Render the material below as a Markdown table with the columns "No." and "Text", one row per line, numbered from the first line of the material through the line containing "Target: metal post", including that line and omitting blank lines.

------------------------

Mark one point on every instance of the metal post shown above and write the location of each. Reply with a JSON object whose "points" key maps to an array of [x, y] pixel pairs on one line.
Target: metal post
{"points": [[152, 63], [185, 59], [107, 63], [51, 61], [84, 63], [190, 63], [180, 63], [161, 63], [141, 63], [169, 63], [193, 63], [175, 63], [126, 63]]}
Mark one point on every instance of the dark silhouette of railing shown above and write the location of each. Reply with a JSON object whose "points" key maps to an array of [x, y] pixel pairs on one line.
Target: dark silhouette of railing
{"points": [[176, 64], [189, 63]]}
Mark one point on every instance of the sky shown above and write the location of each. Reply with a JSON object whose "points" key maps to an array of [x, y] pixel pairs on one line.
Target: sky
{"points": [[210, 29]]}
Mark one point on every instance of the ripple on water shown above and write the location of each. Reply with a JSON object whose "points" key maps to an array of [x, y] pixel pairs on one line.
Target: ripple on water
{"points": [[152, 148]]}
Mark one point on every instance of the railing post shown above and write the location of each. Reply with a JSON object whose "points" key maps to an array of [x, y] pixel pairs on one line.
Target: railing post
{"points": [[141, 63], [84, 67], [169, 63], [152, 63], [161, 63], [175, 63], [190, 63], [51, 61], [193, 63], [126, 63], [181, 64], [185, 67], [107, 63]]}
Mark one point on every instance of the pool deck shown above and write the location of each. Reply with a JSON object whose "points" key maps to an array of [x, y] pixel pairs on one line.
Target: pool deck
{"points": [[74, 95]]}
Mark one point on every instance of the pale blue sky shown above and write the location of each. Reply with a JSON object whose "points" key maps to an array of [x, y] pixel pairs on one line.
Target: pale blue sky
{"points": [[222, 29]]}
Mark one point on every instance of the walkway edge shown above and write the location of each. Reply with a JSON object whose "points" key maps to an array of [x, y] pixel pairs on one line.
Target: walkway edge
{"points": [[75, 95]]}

------------------------

◆ Exercise response ◆
| No. | Text |
|---|---|
| 1 | Mark one point on every instance of the metal post shown above and write the location of each. Reply with a JSON object whose "points" key maps to an array of [x, y] pixel pairs on one line. |
| 2 | Target: metal post |